2019/4/5
イベントレポート
去る2019年3月5日(火)、「+クリエイティブ公開リサーチゼミVol.2「人口減少時代豊かな暮らしを神戸でデザインする」」の第2回目が開催されました。第2回目では、大阪大学COデザインセンター准教授の山崎吾郎さん(文化人類学)をゲストに迎え、「「課題」にどう近づくか? リサーチをとおした参加と距離化」というテーマでお話しいただきました。山崎さんの専攻である文化人類学の知見や手法と、COデザインセンターでの活動の事例とを結びつけながら、ある現場で課題を取り出す、あるいは提示することじたいが、どれだけ重要な「課題」であるのかを、印象づける内容となりました。
第1回目では、秋田大介さん(神戸市住宅都市局)をゲストに迎え、グローバル、日本国内、そして自治体レベルなど、いくつかの地理的、制度的な枠組みから、各地の人口の動向に注目し、そこから見える「人口減少」の様子、さらに「人口減少」と関連して注目される現象や問題を取り上げ、それに対して、新たな社会的、経済的な仕組みを構想することの重要性が提示されました。
第1回目のレポートは、こちらをご覧ください。
一方、第2回目では、文化人類学の知見と手法、その成果を通じて、「人口減少」していると名指される地域や、その現場からの問いかけが見えてきたのではないでしょうか。「「課題」とはいったい何なのか? なぜ、いま、ここに、われわれに対して、「人口減少」に関する「課題」があると指し示されるのだろうか」と。

----

▸ **指示文 A**
上のイベントレポートで、第1回目に各地の人口の動向を見るための地理的、制度的な枠組みとして挙げられているものをすべて列挙する。
▸ **指示文 B**
上のイベントレポートを、最後の文の後から書き継いでください。

----

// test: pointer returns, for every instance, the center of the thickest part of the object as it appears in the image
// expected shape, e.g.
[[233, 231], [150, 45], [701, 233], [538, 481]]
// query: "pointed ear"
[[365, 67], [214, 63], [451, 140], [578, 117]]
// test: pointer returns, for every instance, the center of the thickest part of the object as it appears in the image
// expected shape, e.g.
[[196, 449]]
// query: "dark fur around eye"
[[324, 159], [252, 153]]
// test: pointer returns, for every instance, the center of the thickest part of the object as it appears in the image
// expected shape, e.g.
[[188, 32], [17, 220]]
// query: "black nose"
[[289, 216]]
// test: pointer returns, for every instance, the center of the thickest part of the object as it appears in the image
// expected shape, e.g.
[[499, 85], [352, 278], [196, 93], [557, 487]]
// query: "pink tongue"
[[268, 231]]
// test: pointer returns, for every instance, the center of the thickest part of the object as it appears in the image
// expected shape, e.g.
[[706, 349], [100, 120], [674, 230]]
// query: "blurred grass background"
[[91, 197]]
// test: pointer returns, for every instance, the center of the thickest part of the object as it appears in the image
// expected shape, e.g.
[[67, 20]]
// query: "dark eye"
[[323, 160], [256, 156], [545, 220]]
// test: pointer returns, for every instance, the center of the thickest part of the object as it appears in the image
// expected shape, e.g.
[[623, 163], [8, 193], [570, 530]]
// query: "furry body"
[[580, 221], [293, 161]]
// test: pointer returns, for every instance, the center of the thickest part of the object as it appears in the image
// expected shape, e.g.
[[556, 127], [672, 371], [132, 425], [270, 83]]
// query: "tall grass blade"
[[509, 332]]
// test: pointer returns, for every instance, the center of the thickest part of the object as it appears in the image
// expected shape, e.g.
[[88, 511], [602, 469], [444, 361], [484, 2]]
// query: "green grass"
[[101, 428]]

----

▸ **回答 A**
グローバル、日本国内、自治体レベル

▸ **回答 B**
まずは、「文化人類学」の概要と、現代での位置づけを確認してみます。
「文化人類学」の1つの側面を挙げるならば、異邦、遠方、未知、未開の地へと趣き、調査や参与観察を通じて、現地の文化や社会がどう成り立っているのかを解き明かす、というものでしょう。「こちら」に対して「あちら」を設定し、比較することで、私たちの世界のありかたや様相を示す、そのような営為、とまとめることも可能かもしれません。
一方で、「あちら」の社会のあり方を解き明かすことを通じて「こちら」を捉え直し、さらに深く再考してみる、あるいは、社会の別のありようや、「こちら」/「あちら」を問わず、私たち自身の世界の認識や、人間自体の認識を変える、そうした側面も、文化人類学は持っているようです。例えば、経済的な枠組みが、大規模かつ世界規模になる中、街中がどこも代わり映えしない、閉塞感を感じる状況に対しても、異なる価値観、可能性を模索するものでもある、ということです。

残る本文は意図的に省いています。